**Your goal:** Pull out every line in the records below that contains the word "distant" and copy each one unchanged.

**Supplied data:**

[Start]

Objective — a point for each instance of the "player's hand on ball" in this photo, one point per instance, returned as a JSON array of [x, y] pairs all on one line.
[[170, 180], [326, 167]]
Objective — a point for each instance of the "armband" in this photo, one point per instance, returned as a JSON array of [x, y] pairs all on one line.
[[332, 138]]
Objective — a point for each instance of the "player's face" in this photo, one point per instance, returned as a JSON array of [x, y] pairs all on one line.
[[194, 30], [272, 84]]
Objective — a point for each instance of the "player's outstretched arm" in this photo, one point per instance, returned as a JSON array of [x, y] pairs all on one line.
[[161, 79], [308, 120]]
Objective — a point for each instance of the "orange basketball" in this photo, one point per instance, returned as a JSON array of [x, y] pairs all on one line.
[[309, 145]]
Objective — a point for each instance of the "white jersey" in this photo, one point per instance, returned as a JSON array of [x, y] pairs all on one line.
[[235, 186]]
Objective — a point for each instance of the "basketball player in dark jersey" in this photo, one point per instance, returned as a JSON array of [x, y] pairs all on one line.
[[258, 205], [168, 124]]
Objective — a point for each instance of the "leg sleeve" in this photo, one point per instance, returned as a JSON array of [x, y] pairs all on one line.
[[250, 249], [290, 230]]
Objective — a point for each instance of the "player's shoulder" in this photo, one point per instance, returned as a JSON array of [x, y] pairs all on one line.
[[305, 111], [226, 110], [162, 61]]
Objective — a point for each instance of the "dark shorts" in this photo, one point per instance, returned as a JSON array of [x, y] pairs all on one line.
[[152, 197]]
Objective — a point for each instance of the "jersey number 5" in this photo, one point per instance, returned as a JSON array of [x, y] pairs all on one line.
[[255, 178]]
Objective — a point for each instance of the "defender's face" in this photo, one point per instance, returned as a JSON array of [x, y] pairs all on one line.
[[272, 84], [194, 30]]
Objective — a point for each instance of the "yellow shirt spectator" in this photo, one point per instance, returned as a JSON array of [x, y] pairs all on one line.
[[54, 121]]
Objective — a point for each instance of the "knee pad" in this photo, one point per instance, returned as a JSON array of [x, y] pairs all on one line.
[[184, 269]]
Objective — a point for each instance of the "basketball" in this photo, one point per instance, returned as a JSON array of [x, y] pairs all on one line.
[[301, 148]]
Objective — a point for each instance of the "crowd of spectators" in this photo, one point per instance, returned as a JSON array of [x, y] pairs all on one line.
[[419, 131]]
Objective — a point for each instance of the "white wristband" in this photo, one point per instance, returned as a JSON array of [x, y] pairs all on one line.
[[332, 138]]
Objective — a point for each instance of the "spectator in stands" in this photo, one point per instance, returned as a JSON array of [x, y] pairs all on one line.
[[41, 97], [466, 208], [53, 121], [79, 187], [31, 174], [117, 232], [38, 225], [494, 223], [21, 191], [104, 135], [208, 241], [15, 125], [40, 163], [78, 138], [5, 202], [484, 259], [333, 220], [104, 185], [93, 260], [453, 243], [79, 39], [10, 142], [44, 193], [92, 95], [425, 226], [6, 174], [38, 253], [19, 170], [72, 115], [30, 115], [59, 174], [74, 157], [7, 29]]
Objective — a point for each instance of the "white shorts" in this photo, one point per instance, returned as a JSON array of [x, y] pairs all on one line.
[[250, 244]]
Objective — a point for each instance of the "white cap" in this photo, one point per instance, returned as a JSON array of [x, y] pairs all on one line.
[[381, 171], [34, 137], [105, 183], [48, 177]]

[End]
[Start]

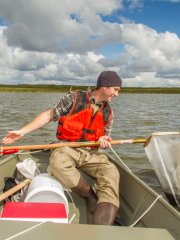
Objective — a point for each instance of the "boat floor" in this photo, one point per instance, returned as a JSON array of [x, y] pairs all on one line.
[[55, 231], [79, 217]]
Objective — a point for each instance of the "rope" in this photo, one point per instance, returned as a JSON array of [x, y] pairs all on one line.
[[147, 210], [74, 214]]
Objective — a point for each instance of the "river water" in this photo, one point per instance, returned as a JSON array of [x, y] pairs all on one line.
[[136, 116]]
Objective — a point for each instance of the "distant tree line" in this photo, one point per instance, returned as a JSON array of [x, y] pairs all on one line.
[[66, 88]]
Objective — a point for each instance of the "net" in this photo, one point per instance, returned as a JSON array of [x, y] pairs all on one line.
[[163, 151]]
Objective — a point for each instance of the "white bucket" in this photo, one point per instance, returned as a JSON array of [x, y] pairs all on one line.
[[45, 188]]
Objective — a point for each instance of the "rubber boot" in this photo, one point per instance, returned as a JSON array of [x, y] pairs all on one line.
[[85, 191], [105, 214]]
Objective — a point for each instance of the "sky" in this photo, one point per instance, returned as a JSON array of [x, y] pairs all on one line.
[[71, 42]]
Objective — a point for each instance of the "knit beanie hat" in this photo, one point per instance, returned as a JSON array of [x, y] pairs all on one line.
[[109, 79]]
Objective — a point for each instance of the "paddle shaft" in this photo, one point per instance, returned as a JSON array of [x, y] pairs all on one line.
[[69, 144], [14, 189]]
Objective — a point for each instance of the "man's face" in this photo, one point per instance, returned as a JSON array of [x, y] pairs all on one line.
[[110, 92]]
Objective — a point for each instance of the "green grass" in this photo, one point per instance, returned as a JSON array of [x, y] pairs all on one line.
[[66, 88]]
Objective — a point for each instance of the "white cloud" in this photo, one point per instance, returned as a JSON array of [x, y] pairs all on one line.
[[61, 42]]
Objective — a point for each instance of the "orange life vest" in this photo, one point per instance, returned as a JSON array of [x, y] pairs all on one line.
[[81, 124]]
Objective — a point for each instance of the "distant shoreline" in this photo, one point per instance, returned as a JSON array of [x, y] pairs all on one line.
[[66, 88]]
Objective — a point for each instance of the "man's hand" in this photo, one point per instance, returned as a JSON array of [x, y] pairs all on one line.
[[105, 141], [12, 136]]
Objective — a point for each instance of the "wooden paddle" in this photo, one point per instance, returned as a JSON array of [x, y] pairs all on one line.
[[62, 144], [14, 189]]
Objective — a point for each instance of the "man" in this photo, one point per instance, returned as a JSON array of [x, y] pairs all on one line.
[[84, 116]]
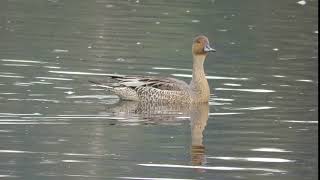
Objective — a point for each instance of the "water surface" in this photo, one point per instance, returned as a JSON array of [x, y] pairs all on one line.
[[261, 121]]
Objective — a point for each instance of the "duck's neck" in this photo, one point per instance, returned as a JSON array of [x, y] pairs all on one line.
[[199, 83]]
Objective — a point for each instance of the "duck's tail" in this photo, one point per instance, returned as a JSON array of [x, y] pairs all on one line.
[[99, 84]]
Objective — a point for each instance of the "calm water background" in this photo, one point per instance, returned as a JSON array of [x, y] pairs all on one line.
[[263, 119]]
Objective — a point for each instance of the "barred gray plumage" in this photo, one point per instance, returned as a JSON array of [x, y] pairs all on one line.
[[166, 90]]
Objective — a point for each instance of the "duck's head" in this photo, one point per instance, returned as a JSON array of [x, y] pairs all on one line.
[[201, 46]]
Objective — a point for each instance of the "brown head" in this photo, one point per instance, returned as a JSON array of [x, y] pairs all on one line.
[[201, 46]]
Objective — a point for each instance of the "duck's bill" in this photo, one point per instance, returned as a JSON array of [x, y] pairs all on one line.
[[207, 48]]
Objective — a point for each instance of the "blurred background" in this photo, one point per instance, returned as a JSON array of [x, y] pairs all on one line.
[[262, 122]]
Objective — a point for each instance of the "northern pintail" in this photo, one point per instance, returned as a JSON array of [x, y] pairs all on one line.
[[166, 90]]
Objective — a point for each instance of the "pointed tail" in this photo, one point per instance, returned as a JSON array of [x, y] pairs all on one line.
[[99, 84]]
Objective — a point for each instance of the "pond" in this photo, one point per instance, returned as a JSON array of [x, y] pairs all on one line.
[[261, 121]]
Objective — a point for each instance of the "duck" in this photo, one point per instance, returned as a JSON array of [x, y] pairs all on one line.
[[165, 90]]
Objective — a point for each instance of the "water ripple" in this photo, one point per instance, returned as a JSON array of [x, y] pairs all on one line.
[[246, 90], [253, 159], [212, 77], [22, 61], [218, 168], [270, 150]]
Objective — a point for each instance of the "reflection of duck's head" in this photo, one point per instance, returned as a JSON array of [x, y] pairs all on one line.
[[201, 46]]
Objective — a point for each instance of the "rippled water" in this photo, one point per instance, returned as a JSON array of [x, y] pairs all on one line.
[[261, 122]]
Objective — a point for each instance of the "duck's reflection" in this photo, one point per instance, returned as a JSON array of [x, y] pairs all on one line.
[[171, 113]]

[End]

**Response to the exercise:**
Objective — a point for each instance of the "distant tree line" in this photo, one point per instance, returned as a JSON array of [x, y] pairs all on one line.
Objective — a point for each instance of the "distant shoreline" in this photo, one point per instance, returned as a JSON array of [x, y] pairs all on one line.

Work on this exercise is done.